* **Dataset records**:
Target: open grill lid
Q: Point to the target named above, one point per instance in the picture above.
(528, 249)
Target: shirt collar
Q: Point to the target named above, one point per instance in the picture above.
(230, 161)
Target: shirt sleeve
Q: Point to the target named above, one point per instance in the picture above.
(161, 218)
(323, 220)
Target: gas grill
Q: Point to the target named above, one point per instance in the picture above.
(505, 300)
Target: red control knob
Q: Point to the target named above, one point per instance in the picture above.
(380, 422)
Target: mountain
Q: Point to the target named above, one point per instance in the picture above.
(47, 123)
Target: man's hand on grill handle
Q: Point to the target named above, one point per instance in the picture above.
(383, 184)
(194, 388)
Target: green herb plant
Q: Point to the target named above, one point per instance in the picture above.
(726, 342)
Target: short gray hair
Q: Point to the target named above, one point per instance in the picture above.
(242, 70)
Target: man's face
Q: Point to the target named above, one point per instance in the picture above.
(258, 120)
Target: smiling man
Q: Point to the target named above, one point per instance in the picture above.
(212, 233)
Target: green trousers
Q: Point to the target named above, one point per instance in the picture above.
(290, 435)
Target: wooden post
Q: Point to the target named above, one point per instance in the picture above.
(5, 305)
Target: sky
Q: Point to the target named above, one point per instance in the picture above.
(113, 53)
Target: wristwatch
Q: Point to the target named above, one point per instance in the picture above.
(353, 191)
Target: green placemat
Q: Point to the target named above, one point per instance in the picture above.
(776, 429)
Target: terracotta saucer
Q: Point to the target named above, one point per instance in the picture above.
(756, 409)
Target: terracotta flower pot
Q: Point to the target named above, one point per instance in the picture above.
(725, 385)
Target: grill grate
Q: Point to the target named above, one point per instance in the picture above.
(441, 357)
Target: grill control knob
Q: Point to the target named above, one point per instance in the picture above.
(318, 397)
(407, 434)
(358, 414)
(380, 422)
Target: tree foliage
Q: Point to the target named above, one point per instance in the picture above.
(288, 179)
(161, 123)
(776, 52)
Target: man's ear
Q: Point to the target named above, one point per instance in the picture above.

* **WHAT YOU HAVE TO DO**:
Each line from the one containing "Target: wristwatch" to the end of the records should be echoed exactly, and no other line.

* **TASK SOLUTION**:
Target: wristwatch
Q: Point to the target named above, one point per instance in the picture above.
(353, 191)
Target: green placemat
Q: Point to the target named above, one point per instance in the picture above.
(776, 429)
Target: terracotta saucer
Q: Point to the target named above, one point per instance in the picture above.
(756, 409)
Target: terracotta flower pot
Q: Point to the target named above, one point per instance in the picture above.
(725, 385)
Target: grill grate
Q: Point to the target named above, one point per instance in the picture above.
(441, 357)
Target: grill control knob
Q: Point to the target named above, one point per instance in the picture above.
(318, 397)
(407, 434)
(358, 414)
(380, 422)
Target: tree foliage
Q: Point to the target named above, one point per instance in the picture above.
(288, 179)
(161, 123)
(776, 52)
Target: man's ear
Q: Point to the target named above, one point per instance in the picture above.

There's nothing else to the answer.